--- Exercise inputs ---

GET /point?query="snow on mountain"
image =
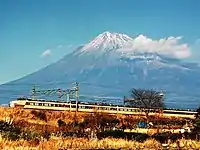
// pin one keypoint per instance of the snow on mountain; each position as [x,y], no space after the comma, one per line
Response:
[114,60]
[111,48]
[108,41]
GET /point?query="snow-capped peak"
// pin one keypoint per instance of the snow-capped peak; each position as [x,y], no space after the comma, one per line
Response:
[108,41]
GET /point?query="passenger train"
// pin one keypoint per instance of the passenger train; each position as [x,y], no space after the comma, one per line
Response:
[95,107]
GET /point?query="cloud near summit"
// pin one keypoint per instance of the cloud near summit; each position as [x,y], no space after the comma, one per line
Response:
[46,53]
[170,46]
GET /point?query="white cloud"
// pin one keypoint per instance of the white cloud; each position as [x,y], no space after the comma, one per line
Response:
[170,46]
[46,53]
[60,46]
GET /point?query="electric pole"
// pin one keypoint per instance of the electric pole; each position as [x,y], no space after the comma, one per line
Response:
[33,92]
[76,89]
[59,95]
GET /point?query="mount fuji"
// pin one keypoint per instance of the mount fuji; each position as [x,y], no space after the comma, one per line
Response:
[109,66]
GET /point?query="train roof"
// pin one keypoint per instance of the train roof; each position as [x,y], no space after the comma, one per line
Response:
[98,103]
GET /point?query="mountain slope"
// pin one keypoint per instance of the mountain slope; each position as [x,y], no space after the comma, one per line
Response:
[104,68]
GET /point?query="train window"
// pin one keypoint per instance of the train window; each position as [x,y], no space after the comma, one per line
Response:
[113,108]
[67,106]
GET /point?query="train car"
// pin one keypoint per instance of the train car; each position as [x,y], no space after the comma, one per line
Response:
[89,107]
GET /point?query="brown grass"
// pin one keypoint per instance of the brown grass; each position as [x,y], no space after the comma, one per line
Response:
[29,121]
[81,143]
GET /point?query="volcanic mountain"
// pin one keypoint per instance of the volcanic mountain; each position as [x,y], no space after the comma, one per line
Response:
[109,67]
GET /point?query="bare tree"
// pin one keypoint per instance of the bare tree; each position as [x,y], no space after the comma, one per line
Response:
[147,100]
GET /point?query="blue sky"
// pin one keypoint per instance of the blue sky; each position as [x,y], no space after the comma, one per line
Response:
[28,28]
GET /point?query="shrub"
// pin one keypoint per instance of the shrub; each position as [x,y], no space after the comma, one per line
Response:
[29,135]
[9,131]
[61,123]
[40,115]
[161,137]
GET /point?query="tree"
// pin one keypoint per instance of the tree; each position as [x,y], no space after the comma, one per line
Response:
[147,99]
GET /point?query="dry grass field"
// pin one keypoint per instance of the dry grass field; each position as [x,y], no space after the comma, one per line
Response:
[85,144]
[28,121]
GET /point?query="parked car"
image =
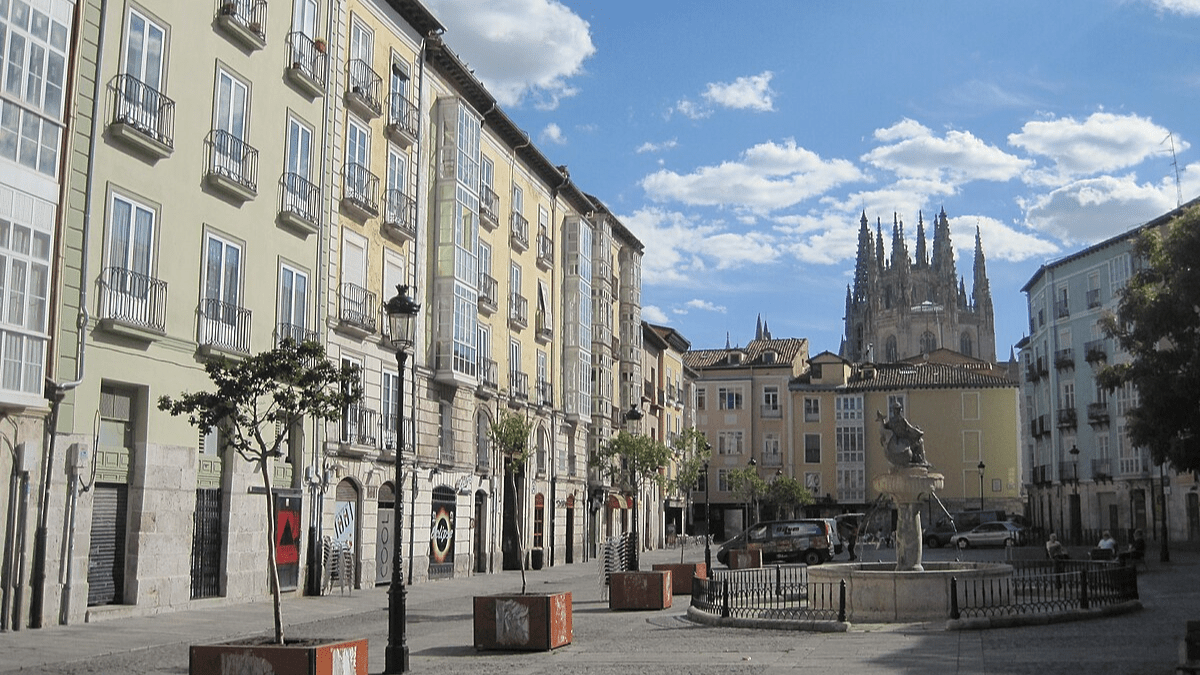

---

Brief
Where a line of the records contains the word "fuji", copy that line.

Task output
GET /point?query="mount fuji"
// pin one keypoint per instance of the mount fuji; each position as [x,y], no space after the comma, one per line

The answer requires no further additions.